**TASK DETAILS:** Show each line of the entries below that contains the word "sign".

Location identification entries:
# # # # #

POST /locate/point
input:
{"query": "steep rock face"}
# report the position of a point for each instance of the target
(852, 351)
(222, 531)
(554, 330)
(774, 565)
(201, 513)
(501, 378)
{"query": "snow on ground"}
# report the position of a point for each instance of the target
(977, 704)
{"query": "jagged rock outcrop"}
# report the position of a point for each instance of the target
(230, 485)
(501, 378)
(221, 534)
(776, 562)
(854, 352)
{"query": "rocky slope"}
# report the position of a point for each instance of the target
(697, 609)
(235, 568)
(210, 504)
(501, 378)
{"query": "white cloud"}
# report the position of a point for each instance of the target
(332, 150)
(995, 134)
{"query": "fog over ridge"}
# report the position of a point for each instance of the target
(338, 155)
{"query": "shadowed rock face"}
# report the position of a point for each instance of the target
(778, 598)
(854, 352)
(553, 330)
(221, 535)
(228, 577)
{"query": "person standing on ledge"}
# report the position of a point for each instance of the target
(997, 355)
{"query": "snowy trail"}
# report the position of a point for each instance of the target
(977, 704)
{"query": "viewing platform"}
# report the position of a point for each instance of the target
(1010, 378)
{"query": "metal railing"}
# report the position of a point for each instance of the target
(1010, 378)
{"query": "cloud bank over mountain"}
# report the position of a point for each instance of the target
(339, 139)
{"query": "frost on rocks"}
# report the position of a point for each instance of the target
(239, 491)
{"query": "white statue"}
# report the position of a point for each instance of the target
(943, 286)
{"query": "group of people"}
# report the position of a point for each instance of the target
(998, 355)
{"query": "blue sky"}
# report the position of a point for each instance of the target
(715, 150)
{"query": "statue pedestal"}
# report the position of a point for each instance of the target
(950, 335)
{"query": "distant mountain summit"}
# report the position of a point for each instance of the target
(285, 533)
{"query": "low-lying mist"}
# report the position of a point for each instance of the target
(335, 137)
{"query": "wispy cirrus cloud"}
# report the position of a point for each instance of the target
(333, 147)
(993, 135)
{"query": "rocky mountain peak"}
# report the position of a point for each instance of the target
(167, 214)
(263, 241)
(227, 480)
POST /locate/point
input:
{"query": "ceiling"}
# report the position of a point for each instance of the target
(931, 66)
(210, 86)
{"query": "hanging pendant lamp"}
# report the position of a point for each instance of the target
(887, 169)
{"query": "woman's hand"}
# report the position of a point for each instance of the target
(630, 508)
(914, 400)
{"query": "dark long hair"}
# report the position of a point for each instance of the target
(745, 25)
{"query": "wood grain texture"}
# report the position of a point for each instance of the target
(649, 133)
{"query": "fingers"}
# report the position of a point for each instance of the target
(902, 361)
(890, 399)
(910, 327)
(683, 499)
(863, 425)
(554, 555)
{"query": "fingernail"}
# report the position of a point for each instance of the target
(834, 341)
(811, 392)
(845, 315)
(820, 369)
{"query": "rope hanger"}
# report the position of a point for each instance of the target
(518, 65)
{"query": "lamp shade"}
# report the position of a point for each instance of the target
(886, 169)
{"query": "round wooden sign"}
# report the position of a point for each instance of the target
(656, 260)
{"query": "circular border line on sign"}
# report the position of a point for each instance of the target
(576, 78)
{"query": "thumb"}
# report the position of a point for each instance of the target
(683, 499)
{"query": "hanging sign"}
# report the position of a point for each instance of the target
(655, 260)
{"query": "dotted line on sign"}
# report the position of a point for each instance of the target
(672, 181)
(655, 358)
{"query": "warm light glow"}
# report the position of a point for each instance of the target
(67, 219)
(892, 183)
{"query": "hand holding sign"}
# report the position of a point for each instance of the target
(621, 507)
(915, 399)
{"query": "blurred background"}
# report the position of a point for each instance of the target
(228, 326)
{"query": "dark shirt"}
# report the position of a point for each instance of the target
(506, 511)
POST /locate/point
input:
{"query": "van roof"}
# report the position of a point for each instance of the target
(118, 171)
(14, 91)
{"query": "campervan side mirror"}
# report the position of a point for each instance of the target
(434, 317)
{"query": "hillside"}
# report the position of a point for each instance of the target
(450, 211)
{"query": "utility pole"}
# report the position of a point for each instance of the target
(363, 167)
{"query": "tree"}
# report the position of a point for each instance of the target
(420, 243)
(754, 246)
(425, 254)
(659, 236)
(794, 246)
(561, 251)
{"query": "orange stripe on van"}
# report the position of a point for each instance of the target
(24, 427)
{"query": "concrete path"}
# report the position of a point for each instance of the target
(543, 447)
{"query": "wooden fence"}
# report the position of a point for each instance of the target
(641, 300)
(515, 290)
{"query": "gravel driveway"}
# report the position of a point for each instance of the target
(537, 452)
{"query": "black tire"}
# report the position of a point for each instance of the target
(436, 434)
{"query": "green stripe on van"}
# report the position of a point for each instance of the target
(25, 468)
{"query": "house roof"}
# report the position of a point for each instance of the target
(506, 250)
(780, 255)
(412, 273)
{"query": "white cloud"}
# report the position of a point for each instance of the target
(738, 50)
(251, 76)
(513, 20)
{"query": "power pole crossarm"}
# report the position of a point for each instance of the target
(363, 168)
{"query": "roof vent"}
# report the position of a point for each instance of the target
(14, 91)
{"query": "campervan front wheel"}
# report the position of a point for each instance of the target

# # # # #

**SOLUTION FOR THIS PROBLEM:**
{"query": "round wooden sign"}
{"query": "circular border line on sign"}
{"query": "hanging sign"}
{"query": "dotted line on sign"}
{"query": "hand holding sign"}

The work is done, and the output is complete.